• **Exercise aim**: I need every line that includes the word "mountain" copied from the material.

• **Records for this task**:
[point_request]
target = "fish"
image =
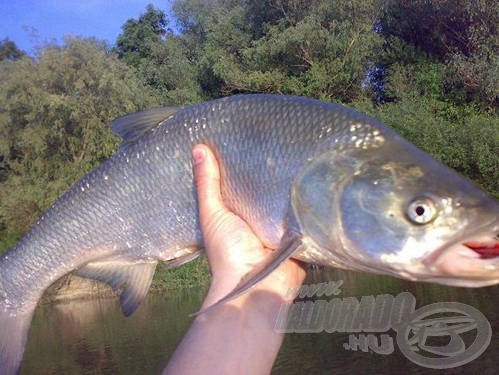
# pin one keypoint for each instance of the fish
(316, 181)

==

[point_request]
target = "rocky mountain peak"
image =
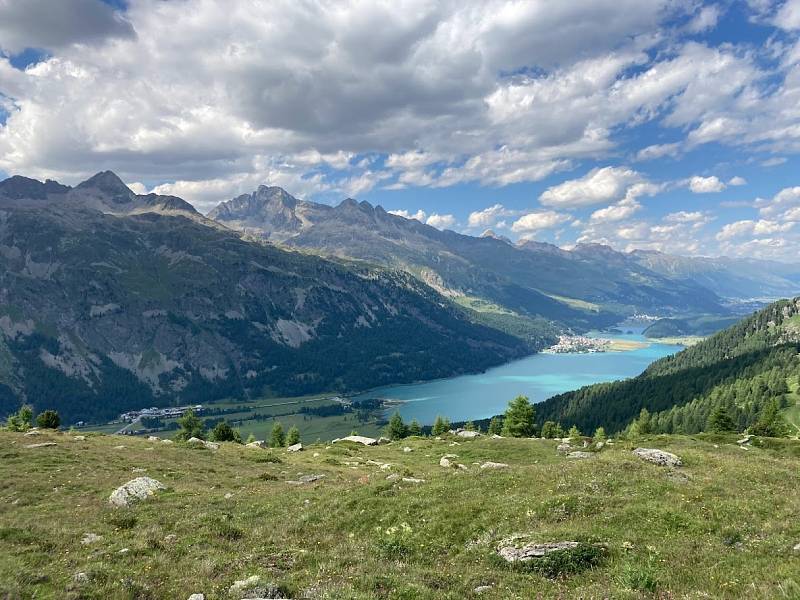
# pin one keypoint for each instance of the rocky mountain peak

• **Answer area**:
target = "rocky mountain peak"
# pin one keypoint for each instance of the rocky mountain peak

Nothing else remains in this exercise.